Zadania do wykonania:
#1 Odpowiedz krótko na pytania do recenzji Metroida:
(a) W którym roku Metroid miał premierę w Japonii?
(b) W którym roku gra trafiła do Europy?
(c) Na jakiej konsoli ukazał się Metroid Prime?
#2 Zacytuj z recenzji Metroida fragment od słów "Post-apokaliptyczna, tzn. postkomunistyczna" do słów "w niego grało.".

Metroid, czyli powrót do odległej przeszłości

BLOG RECENZJA GRY
2027V
Metroid, czyli powrót do odległej przeszłości
saptis | 02.02.2017, 13:47
Poniżej znajduje się treść dodana przez czytelnika PPE.pl w formie bloga.

Jak obecnie gra się w tytuł, który ma już ponad 30 lat na karku ? - Kwestia gustu, dla mnie klasyczny Metroid jest czymś niezwykłym nawet po tak długim czasie od premiery - a grałem w niego po raz pierwszy, więc to nie sprawa sentymentu.

Post-apokaliptyczna, tzn. postkomunistyczna przeszłość Polski sprawiła, że wiele gier i konsol trafiło do nas z bardzo dużym opóźnieniem - w roku 1986 w kraju raczej niewiele osób miało konsolę NES. W tym właśnie roku w Japonii swoję premierę miał Metroid, ja niestety w tym czasie NES'a nie posiadałem, więc w przygody Samus mogłem zagrać dopiero wiele, wiele lat później. Tytuł do Europy trafił nieco później, bo dopiero w 1988 roku, ale nawet wtedy raczej niewiele osób w Polsce w niego grało.

Ja w tych czasach niestety NES'a nie posiadałem, a pierwsza częścią Metroida był dla mnie kapitalny Prime na GameCube, w którego zagrałem i tak dopiero jakiś czas po premierze. Gra zachwyciła mnie swoim wyjątkowym klimatem i rozbudowaniem - trochę żałowałem, że tak późno ją odkryłem, jednak jak to mówią-lepiej późno niż wcale. Przy okazji zapowiedzi konsoli NES Mini bardzo się ucieszyłem, że wśród gier znajdzie się również pierwsza część Metroida, oryginalnego NES'a mam co prawda od ładnych paru lat, ale tej gry nie posiadam w swojej kolekcji i nigdy nawet w nią nie grałem. Po zakupie NES Mini bardzo chętnie odpaliłem Metroida - gra od razu mi się spodobała, nie odrzuciła mnie oldschoolowa grafika, wciągnął mnie interesujący gameplay, a muzyczka bardzo spodobała.

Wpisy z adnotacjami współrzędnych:
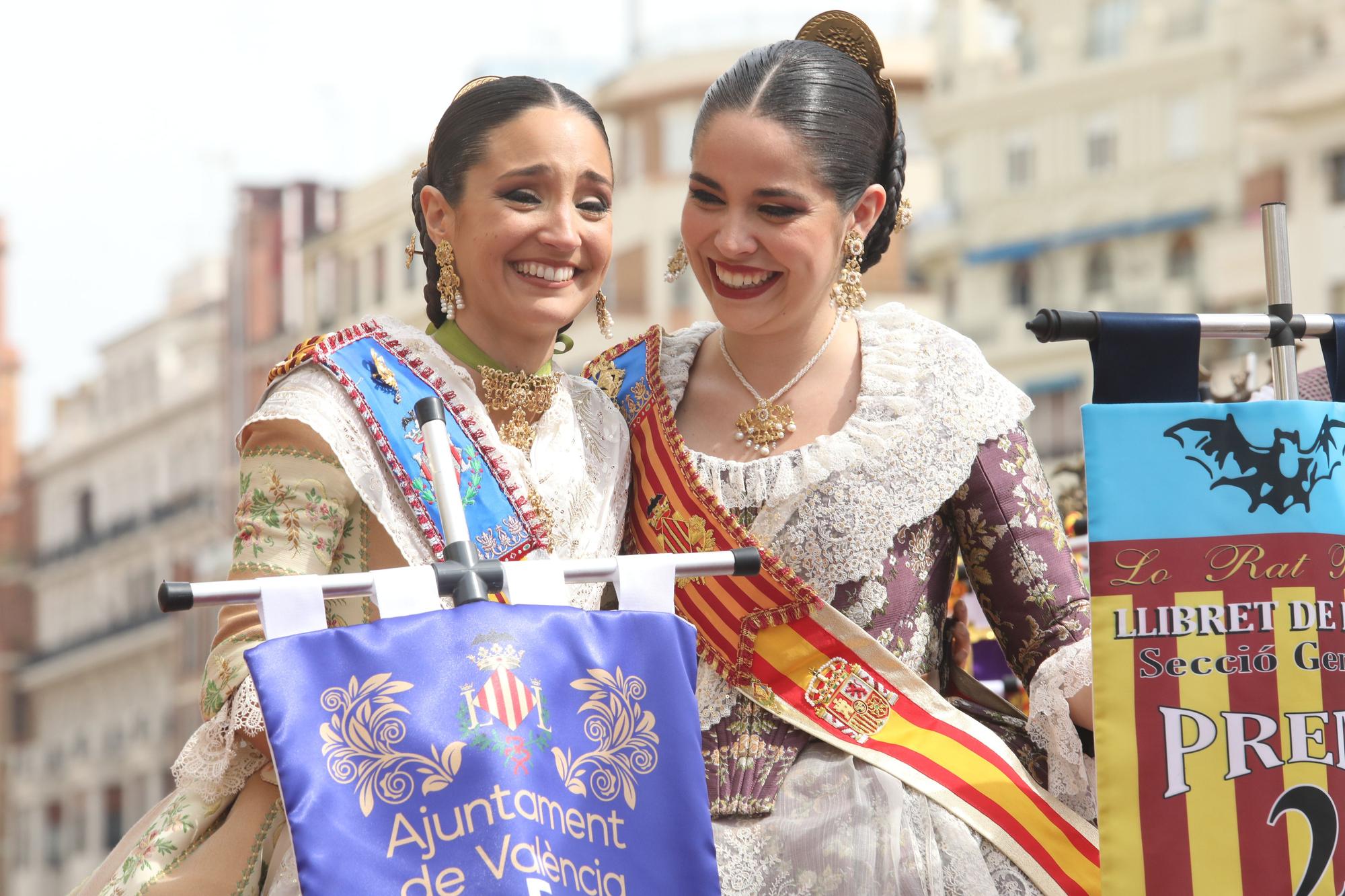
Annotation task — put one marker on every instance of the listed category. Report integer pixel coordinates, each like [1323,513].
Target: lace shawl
[587,501]
[927,404]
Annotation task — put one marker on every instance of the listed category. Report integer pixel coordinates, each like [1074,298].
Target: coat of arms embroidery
[496,710]
[851,698]
[677,533]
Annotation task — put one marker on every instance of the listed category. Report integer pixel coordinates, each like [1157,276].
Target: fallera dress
[317,497]
[934,462]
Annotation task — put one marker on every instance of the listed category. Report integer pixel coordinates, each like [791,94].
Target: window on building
[1101,145]
[380,272]
[952,189]
[415,271]
[1109,26]
[1336,166]
[52,836]
[677,123]
[634,151]
[1187,18]
[1261,188]
[630,282]
[353,286]
[111,817]
[328,290]
[1098,274]
[683,286]
[1183,128]
[1020,284]
[1055,424]
[85,509]
[1022,162]
[1027,49]
[1182,257]
[21,825]
[77,823]
[1336,299]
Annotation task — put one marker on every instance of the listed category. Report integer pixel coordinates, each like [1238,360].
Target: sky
[124,128]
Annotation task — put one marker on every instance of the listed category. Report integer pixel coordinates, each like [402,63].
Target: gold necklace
[765,425]
[521,393]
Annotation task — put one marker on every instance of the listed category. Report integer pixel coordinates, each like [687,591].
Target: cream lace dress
[933,460]
[315,497]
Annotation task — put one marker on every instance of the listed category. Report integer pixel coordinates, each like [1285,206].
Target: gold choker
[528,396]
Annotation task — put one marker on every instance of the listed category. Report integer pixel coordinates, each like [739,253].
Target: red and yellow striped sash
[796,655]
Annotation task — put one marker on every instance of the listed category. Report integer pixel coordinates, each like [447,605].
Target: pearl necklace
[765,425]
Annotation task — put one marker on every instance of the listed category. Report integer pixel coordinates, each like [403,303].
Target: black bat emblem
[1280,475]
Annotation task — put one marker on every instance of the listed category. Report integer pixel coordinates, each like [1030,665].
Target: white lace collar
[831,509]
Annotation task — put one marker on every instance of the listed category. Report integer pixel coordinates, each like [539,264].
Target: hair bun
[848,33]
[894,179]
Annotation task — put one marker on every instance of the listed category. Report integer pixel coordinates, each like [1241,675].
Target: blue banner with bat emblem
[1218,564]
[492,749]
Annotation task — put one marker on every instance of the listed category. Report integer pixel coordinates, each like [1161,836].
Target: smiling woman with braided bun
[864,451]
[514,212]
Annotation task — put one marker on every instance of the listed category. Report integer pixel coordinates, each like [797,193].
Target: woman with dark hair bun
[514,213]
[863,451]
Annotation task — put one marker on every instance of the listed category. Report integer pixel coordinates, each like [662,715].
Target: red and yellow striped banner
[1213,705]
[794,654]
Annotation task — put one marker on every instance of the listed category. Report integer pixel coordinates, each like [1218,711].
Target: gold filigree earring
[450,284]
[677,264]
[848,294]
[605,317]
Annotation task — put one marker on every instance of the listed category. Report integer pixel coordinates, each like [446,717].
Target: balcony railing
[123,528]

Wyniki po kolei:
#1
(a) W 1986 roku.
(b) W 1988 roku.
(c) Na GameCube.

#2
Post-apokaliptyczna, tzn. postkomunistyczna przeszłość Polski sprawiła, że wiele gier i konsol trafiło do nas z bardzo dużym opóźnieniem - w roku 1986 w kraju raczej niewiele osób miało konsolę NES. W tym właśnie roku w Japonii swoję premierę miał Metroid, ja niestety w tym czasie NES'a nie posiadałem, więc w przygody Samus mogłem zagrać dopiero wiele, wiele lat później. Tytuł do Europy trafił nieco później, bo dopiero w 1988 roku, ale nawet wtedy raczej niewiele osób w Polsce w niego grało.